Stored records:
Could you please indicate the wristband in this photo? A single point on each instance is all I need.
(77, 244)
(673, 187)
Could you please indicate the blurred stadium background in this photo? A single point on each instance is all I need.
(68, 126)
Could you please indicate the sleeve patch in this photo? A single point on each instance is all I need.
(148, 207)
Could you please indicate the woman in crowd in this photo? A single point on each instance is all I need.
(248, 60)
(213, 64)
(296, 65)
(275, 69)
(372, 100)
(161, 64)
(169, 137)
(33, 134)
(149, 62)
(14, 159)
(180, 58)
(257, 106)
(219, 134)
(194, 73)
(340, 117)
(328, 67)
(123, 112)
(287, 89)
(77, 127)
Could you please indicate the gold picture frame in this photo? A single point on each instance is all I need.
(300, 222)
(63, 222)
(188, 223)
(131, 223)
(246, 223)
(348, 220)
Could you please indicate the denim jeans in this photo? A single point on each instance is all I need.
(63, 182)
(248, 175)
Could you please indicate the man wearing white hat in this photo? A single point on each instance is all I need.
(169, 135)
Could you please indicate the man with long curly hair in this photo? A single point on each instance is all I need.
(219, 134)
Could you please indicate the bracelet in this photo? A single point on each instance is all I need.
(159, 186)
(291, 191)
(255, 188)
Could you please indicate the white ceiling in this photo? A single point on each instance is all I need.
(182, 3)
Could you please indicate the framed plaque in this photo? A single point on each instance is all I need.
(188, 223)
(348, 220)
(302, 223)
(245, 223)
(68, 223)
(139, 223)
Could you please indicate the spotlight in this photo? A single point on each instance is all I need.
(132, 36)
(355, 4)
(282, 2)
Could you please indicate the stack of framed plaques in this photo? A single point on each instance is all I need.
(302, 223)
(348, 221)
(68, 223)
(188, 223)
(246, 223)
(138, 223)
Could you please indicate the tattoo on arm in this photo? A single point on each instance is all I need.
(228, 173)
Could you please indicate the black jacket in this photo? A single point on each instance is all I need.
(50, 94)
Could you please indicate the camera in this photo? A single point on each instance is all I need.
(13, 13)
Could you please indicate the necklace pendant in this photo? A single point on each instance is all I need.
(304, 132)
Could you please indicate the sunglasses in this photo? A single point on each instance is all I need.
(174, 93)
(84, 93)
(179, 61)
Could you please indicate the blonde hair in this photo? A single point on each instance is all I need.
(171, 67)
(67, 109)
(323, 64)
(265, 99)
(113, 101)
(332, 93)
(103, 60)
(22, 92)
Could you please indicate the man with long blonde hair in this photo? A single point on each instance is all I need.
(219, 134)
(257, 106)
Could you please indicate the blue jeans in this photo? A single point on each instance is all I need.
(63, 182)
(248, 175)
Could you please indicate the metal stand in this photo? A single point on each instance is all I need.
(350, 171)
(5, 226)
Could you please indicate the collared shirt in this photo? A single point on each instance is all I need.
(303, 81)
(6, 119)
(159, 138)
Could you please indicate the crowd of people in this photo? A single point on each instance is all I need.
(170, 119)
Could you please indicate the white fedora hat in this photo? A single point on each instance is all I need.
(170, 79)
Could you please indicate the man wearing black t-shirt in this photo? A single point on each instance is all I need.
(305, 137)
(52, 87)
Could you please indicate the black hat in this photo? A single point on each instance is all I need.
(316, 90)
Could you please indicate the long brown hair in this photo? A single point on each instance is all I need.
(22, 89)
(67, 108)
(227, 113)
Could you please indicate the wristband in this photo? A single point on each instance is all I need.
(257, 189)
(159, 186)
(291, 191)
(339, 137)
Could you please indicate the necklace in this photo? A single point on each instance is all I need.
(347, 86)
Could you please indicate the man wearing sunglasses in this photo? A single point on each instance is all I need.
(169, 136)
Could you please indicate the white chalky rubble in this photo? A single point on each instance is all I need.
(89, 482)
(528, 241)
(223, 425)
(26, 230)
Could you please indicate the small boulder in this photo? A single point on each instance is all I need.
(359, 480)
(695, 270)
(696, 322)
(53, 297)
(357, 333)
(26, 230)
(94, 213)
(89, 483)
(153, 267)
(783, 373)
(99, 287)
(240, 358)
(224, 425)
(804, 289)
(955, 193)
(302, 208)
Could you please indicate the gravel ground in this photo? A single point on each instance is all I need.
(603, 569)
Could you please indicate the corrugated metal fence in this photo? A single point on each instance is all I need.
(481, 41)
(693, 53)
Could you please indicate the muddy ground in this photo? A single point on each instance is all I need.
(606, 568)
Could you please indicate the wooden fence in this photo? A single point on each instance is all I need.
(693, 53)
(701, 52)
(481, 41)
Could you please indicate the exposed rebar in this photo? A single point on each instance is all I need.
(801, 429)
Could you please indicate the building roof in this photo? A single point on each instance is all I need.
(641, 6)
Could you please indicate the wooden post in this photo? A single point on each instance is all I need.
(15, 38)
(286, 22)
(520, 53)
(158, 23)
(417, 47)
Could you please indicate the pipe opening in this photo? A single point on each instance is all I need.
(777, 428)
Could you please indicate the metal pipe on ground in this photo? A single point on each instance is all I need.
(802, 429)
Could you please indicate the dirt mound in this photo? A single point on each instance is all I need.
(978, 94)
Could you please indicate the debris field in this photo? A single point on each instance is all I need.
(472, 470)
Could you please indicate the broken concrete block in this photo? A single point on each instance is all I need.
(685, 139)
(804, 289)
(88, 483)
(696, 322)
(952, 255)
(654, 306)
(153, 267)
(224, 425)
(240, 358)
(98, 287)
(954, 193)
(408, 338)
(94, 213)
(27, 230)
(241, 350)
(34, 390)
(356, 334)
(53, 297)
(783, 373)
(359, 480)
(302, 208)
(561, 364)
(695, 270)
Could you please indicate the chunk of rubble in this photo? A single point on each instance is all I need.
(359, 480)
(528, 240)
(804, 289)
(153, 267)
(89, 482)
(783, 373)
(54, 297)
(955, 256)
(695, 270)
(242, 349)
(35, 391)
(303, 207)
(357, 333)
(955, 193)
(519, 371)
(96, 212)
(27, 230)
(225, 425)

▶ **TASK INSTRUCTIONS**: Repeat the records exactly, including every line.

▶ **WRITTEN RESPONSE**:
Could you please indicate the wristband in this photo? A single point on each instance is all I need.
(77, 244)
(673, 187)
Could you please indicate the blurred stadium background in this photo? A single point on each instance is all I need.
(68, 126)
Could you please indicate the sleeve patch in this photo? A single point on each instance is all I need.
(148, 207)
Could you please indicate the woman in crowd in this photo? A single point on each instance is all I need.
(248, 60)
(213, 64)
(296, 65)
(275, 69)
(372, 100)
(161, 64)
(169, 137)
(33, 134)
(149, 62)
(14, 159)
(180, 58)
(257, 106)
(219, 134)
(194, 73)
(340, 117)
(328, 67)
(123, 112)
(287, 89)
(77, 127)
Could you please indicate the gold picture frame in this photo? A single point on each instance is all I need.
(300, 222)
(63, 222)
(188, 223)
(131, 223)
(246, 223)
(348, 220)
Could you please indicate the denim jeans in this photo? A single point on each instance is all I need.
(63, 182)
(248, 175)
Could you please indicate the man wearing white hat in this photo? A single point on each instance is all I need.
(169, 135)
Could you please indicate the man with long curly hair in this photo? A single point on each instance is all I need.
(219, 134)
Could you please indicate the bracelet in this photo? A single point on each instance is all I need.
(159, 186)
(291, 191)
(255, 188)
Could you please indicate the white ceiling in this photo? A single point on each instance is all I need.
(182, 3)
Could you please indicate the framed plaque in this photo? A single point on each instance is all I need.
(188, 223)
(348, 220)
(302, 223)
(245, 223)
(68, 223)
(139, 223)
Could you please indicate the spotlight in this photo? A single point on each instance is all I need.
(132, 36)
(355, 4)
(282, 2)
Could you please indicate the stack of framed plaques in this photo? A single point on each instance is all I need.
(302, 223)
(348, 221)
(68, 223)
(188, 223)
(246, 223)
(138, 223)
Could you please indicate the tattoo on arm in this photo? A single point on each instance is all I need.
(228, 173)
Could you please indicate the black jacket in this photo? A single point on each instance is all I need.
(50, 94)
Could you please indicate the camera in this photo? A single point on each instance is all I need.
(13, 13)
Could you please indicate the necklace pendant in this photo? A single point on each instance is all I need.
(304, 132)
Could you please indicate the sunglasses in this photo? A single point on each instance is all I need.
(174, 93)
(84, 93)
(179, 61)
Could you please indicate the blonde hair in this photo? A single point on each instance is all I need.
(171, 67)
(67, 109)
(323, 64)
(265, 99)
(113, 101)
(332, 93)
(103, 60)
(22, 92)
Could you please indicate the man with long blonde hair in this photo? A single point on each instance is all I need.
(219, 134)
(257, 106)
Could you please indicate the blue jeans in this photo? A single point on each instance is all I need.
(63, 182)
(248, 175)
Could you please indicate the metal stand in this photo? A single point on each instance is all I need.
(350, 171)
(5, 226)
Could you please indicate the collared shirt in this photo? A single point on each instance is all I need.
(303, 81)
(6, 119)
(159, 138)
Could you please indicate the crowd of people in this photo? A single point on each instance is all I need.
(170, 119)
Could you please indicate the white fedora hat in this photo? A single point on each instance is all I need.
(170, 79)
Could you please indicate the man wearing black t-shirt in this photo? A single point on each instance is all I need.
(305, 137)
(52, 87)
Could you please indicate the black hat in this photo? A single point on each instance is all I need.
(316, 90)
Could you please indicate the long brown hair in this photo? A single point on each instance is all I need.
(22, 89)
(67, 108)
(227, 113)
Could you please indicate the wristband in this photo? A single point on each instance is all I need.
(257, 189)
(159, 186)
(291, 191)
(339, 137)
Could you please indicate the necklace in this photo? A single point on each instance is all I need.
(347, 86)
Could you please indicate the man wearing sunglasses in this photo? A single point on each instance is all I need.
(169, 136)
Could you please indicate the white chalky rubble in this photo? A single point on each instance is all I need.
(89, 482)
(528, 241)
(223, 425)
(26, 230)
Could you please indicate the small boulder in this photo? A single point on each instance is all I need.
(359, 480)
(695, 270)
(696, 322)
(53, 297)
(357, 333)
(26, 230)
(94, 213)
(89, 483)
(153, 267)
(783, 373)
(99, 287)
(240, 358)
(224, 425)
(804, 289)
(955, 193)
(302, 208)
Could you please indicate the gravel ground in this photo? A single point on each instance is all I need.
(603, 569)
Could you please indicate the corrugated metal fence in this photo? A single point on each instance is all I need.
(481, 41)
(693, 53)
Could you please indicate the muddy ground in this photo? A single point on each instance is all I need.
(606, 568)
Could you please indicate the wooden fence in this photo? A single point on each instance is all I need.
(693, 53)
(701, 52)
(481, 41)
Could you please indicate the exposed rebar in this photo? A single point on each instance is all I need.
(801, 429)
Could you please indicate the building roof in this photo? A single point on each instance is all I need.
(641, 6)
Could you please indicate the wooden post in this photo? A single point on each instance is all I need.
(15, 38)
(286, 22)
(520, 53)
(158, 23)
(417, 47)
Could you please indicate the pipe opening in this photo? A single point on each instance is all I need.
(777, 428)
Could you please indicate the metal pipe on ground in this photo? A single point on each instance is all I need.
(802, 429)
Could you please indicate the dirt mound in this photo? A single point on each instance is all I need.
(978, 94)
Could you please indicate the debris field in this photo? A single point on each instance is all I need.
(472, 470)
Could you please indicate the broken concrete block in this photo? A single point on each instance is all I need.
(685, 139)
(804, 289)
(88, 483)
(696, 322)
(952, 255)
(654, 306)
(153, 267)
(224, 425)
(240, 358)
(98, 287)
(954, 193)
(408, 338)
(94, 213)
(27, 230)
(241, 350)
(34, 390)
(356, 334)
(53, 297)
(783, 373)
(359, 480)
(302, 208)
(561, 364)
(695, 270)
Could you please indicate the chunk of rubble in this photo? A single point on each instance is all I need.
(359, 480)
(528, 240)
(804, 289)
(153, 267)
(89, 482)
(783, 373)
(54, 297)
(955, 256)
(695, 270)
(242, 349)
(35, 391)
(303, 207)
(357, 333)
(955, 193)
(519, 371)
(96, 212)
(27, 230)
(225, 425)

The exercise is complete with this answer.